Given records:
· · · · ·
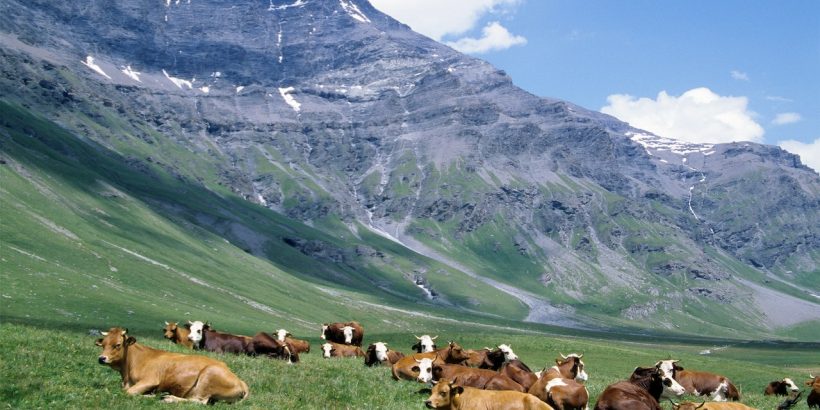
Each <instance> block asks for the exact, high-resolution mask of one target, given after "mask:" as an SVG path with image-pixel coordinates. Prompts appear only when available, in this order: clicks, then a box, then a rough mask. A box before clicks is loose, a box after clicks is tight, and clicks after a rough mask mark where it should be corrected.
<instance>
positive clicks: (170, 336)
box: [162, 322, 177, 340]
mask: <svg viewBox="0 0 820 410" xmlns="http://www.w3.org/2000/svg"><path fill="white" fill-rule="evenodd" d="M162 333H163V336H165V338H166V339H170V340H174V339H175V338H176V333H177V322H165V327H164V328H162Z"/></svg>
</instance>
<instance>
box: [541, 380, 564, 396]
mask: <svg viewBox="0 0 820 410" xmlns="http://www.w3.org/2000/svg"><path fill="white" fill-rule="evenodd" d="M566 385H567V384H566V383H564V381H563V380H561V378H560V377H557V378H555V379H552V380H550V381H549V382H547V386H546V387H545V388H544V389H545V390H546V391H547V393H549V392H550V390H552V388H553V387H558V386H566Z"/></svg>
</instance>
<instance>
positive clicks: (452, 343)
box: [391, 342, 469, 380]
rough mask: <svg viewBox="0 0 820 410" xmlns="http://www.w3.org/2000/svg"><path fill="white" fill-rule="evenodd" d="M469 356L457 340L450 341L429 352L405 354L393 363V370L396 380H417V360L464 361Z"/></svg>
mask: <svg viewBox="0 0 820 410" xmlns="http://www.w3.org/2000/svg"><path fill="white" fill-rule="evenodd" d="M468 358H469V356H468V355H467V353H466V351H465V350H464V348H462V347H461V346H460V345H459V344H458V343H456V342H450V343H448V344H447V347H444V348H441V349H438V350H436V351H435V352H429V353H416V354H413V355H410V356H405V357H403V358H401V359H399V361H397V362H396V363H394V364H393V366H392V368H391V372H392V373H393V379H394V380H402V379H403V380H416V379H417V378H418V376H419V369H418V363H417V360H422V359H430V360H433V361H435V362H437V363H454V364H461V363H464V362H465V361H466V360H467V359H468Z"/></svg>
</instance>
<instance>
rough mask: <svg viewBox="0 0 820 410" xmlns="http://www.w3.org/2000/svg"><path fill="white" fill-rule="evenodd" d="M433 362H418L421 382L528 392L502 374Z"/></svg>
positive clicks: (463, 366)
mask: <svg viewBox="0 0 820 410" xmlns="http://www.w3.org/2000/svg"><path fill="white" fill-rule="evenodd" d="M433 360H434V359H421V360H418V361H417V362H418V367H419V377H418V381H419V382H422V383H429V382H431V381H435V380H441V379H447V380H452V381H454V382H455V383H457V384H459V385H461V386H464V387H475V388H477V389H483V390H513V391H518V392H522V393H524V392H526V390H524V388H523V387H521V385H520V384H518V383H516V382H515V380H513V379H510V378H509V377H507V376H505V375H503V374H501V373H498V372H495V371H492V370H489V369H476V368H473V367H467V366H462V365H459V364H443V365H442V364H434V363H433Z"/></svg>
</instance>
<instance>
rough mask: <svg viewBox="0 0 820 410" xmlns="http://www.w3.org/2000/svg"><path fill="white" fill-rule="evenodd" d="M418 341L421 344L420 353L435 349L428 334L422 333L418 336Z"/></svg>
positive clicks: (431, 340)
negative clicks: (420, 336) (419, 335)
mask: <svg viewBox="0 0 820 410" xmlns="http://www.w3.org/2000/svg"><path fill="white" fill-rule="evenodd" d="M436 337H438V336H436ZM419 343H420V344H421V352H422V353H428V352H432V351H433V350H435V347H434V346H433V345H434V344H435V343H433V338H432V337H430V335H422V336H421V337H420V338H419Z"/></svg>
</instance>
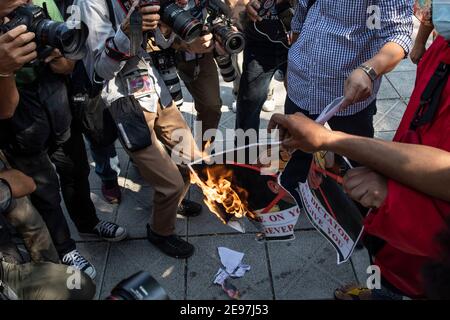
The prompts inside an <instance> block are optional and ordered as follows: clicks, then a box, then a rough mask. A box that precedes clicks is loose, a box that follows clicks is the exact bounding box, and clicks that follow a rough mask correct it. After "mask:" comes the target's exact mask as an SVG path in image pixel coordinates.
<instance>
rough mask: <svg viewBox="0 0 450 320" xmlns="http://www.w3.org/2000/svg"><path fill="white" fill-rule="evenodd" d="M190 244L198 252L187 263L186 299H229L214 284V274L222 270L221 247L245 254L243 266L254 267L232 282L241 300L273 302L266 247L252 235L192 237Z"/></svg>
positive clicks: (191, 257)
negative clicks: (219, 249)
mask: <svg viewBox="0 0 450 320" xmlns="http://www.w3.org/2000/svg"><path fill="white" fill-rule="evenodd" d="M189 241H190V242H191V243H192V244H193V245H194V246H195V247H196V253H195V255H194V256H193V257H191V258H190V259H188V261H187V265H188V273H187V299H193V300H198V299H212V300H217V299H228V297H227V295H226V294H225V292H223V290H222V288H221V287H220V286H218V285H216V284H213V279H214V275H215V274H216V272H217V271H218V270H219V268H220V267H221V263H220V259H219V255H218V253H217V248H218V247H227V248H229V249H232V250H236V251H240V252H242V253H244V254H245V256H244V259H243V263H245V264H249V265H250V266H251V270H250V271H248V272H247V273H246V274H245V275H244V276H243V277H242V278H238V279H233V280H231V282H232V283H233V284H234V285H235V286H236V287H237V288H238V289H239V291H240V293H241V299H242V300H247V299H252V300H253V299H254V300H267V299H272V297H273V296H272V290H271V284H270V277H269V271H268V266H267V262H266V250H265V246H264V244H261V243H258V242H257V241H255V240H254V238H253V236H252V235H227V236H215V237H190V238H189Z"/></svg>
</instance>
· · · · ·
What is expected: Present every line of the records above as a Markdown table with the columns "No." and "Line", numbering the rows and skipping any blank lines. Leave the pictures out of the table.

Response below:
| No. | Line |
|---|---|
| 1 | Each <instance> block asks for the exact, high-resolution mask of one target, given after "mask:" as an SVG path with image-pixel coordinates. Prompts appear only when available, in this order: clicks, then a box, then a rough mask. A box before clicks is loose, a box after clicks is tight, and clicks after a rough mask mark where it should be corrected. |
| 2 | <instance> |
| 3 | positive clicks: (170, 336) |
| 4 | box: [162, 322, 177, 340] |
| 5 | mask: <svg viewBox="0 0 820 410" xmlns="http://www.w3.org/2000/svg"><path fill="white" fill-rule="evenodd" d="M162 333H163V336H165V338H166V339H170V340H174V339H175V338H176V333H177V322H165V327H164V328H162Z"/></svg> |
| 6 | </instance> |
| 7 | <instance> |
| 8 | box: [541, 380, 564, 396] |
| 9 | mask: <svg viewBox="0 0 820 410" xmlns="http://www.w3.org/2000/svg"><path fill="white" fill-rule="evenodd" d="M566 385H567V384H566V383H564V381H563V380H561V378H560V377H557V378H555V379H552V380H550V381H549V382H547V386H546V387H545V388H544V389H545V390H546V391H547V393H549V392H550V390H552V388H553V387H558V386H566Z"/></svg> |
| 10 | </instance> |
| 11 | <instance> |
| 12 | positive clicks: (452, 343) |
| 13 | box: [391, 342, 469, 380] |
| 14 | rough mask: <svg viewBox="0 0 820 410" xmlns="http://www.w3.org/2000/svg"><path fill="white" fill-rule="evenodd" d="M469 356L457 340L450 341L429 352L405 354L393 363V370L396 380H417V360L464 361Z"/></svg> |
| 15 | mask: <svg viewBox="0 0 820 410" xmlns="http://www.w3.org/2000/svg"><path fill="white" fill-rule="evenodd" d="M468 358H469V356H468V355H467V353H466V351H465V350H464V348H462V347H461V346H460V345H459V344H458V343H456V342H450V343H448V344H447V347H444V348H441V349H438V350H436V351H435V352H429V353H416V354H413V355H410V356H405V357H403V358H401V359H399V361H397V362H396V363H394V364H393V366H392V368H391V372H392V373H393V379H394V380H402V379H403V380H416V379H417V378H418V376H419V369H418V363H417V360H422V359H430V360H433V361H435V362H437V363H454V364H461V363H464V362H465V361H466V360H467V359H468Z"/></svg> |
| 16 | </instance> |
| 17 | <instance> |
| 18 | rough mask: <svg viewBox="0 0 820 410" xmlns="http://www.w3.org/2000/svg"><path fill="white" fill-rule="evenodd" d="M433 362H418L421 382L528 392L502 374Z"/></svg> |
| 19 | positive clicks: (463, 366) |
| 20 | mask: <svg viewBox="0 0 820 410" xmlns="http://www.w3.org/2000/svg"><path fill="white" fill-rule="evenodd" d="M433 360H434V359H421V360H418V361H417V362H418V367H419V377H418V381H419V382H422V383H429V382H431V381H435V380H441V379H447V380H452V381H454V382H455V383H457V384H459V385H461V386H464V387H475V388H477V389H483V390H513V391H518V392H522V393H524V392H526V390H524V388H523V387H521V385H520V384H518V383H516V382H515V380H513V379H510V378H509V377H507V376H505V375H503V374H501V373H498V372H495V371H492V370H489V369H476V368H473V367H467V366H462V365H459V364H443V365H442V364H434V363H433Z"/></svg> |
| 21 | </instance> |
| 22 | <instance> |
| 23 | rough mask: <svg viewBox="0 0 820 410" xmlns="http://www.w3.org/2000/svg"><path fill="white" fill-rule="evenodd" d="M418 341L421 344L420 353L435 349L428 334L422 333L418 336Z"/></svg> |
| 24 | positive clicks: (431, 340) |
| 25 | negative clicks: (420, 336) (419, 335) |
| 26 | mask: <svg viewBox="0 0 820 410" xmlns="http://www.w3.org/2000/svg"><path fill="white" fill-rule="evenodd" d="M436 337H438V336H436ZM419 343H420V344H421V352H422V353H428V352H432V351H433V350H435V347H434V346H433V345H434V344H435V343H433V338H432V337H430V335H422V336H421V337H420V338H419Z"/></svg> |
| 27 | </instance> |
| 28 | The prompts inside an <instance> block are optional and ordered as follows: clicks, then a box, then a rough mask. A box that precedes clicks is loose, a box that follows clicks is the exact bounding box, and clicks that follow a rough mask correct it. After "mask:" comes the target's exact mask as an SVG path in image pixel coordinates. |
| 29 | <instance> |
| 30 | rough mask: <svg viewBox="0 0 450 320" xmlns="http://www.w3.org/2000/svg"><path fill="white" fill-rule="evenodd" d="M190 244L198 252L187 263L186 299H229L214 284V274L222 270L221 247L245 254L243 266L254 267L232 282L241 300L273 302L266 247L252 235L192 237Z"/></svg> |
| 31 | positive clicks: (191, 257) |
| 32 | negative clicks: (219, 249) |
| 33 | mask: <svg viewBox="0 0 450 320" xmlns="http://www.w3.org/2000/svg"><path fill="white" fill-rule="evenodd" d="M189 241H190V242H191V243H192V244H193V245H194V246H195V247H196V253H195V255H194V256H193V257H191V258H190V259H188V261H187V265H188V273H187V299H193V300H198V299H212V300H217V299H228V297H227V295H226V294H225V292H223V290H222V288H221V287H220V286H218V285H216V284H213V279H214V275H215V274H216V272H217V271H218V270H219V268H220V267H221V263H220V259H219V255H218V253H217V248H218V247H227V248H229V249H232V250H236V251H240V252H242V253H244V254H245V256H244V259H243V263H245V264H249V265H250V266H251V270H250V271H248V272H247V273H246V274H245V275H244V276H243V277H242V278H238V279H233V280H231V282H232V283H233V284H234V285H235V286H236V287H237V288H238V289H239V291H240V293H241V299H242V300H247V299H252V300H253V299H254V300H267V299H272V297H273V296H272V290H271V284H270V277H269V271H268V266H267V262H266V250H265V246H264V244H261V243H258V242H257V241H255V240H254V238H253V236H252V235H227V236H215V237H190V238H189Z"/></svg> |
| 34 | </instance> |